Set out every line of the rows below as a Markdown table with the columns "No." and "Line", giving each line's number and its text and omitting blank lines.

# # #

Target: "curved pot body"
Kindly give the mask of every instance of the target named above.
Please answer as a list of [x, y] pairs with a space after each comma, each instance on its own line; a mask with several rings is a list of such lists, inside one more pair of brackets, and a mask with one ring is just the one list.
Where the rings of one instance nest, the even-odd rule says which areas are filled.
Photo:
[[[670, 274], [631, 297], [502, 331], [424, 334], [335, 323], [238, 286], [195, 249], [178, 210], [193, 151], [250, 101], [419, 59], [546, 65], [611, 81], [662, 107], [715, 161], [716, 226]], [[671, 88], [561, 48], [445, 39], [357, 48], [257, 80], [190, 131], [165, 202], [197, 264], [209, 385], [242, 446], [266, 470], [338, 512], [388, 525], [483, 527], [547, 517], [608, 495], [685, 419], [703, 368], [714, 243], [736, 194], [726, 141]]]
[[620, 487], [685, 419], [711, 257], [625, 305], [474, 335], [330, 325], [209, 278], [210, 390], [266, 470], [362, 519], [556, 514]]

# # #

Result of the task =
| No. | Line |
|---|---|
| 1 | Target: "curved pot body" |
| 2 | Kindly give the mask of every instance of the target named above. |
| 3 | Please answer as a list of [x, y] pairs with a space after each comma, each instance on its own line; a mask with several rings is a list of such lists, inside one more pair of brackets, and a mask with one ring is just the one list. |
| 4 | Where the rings of one instance nest, the even-odd rule says which areas are filled. |
| 5 | Photo: |
| 6 | [[[670, 274], [631, 297], [502, 331], [424, 334], [335, 323], [238, 286], [195, 249], [178, 210], [193, 151], [250, 101], [419, 59], [546, 65], [611, 81], [662, 107], [715, 161], [716, 226]], [[671, 88], [561, 48], [445, 39], [357, 48], [257, 80], [190, 131], [165, 202], [197, 264], [209, 385], [242, 446], [266, 470], [338, 512], [388, 525], [483, 527], [547, 517], [608, 495], [685, 419], [703, 368], [714, 243], [736, 194], [726, 141]]] |
| 7 | [[620, 487], [685, 419], [711, 257], [625, 305], [474, 335], [330, 325], [209, 278], [210, 390], [266, 470], [362, 519], [556, 514]] |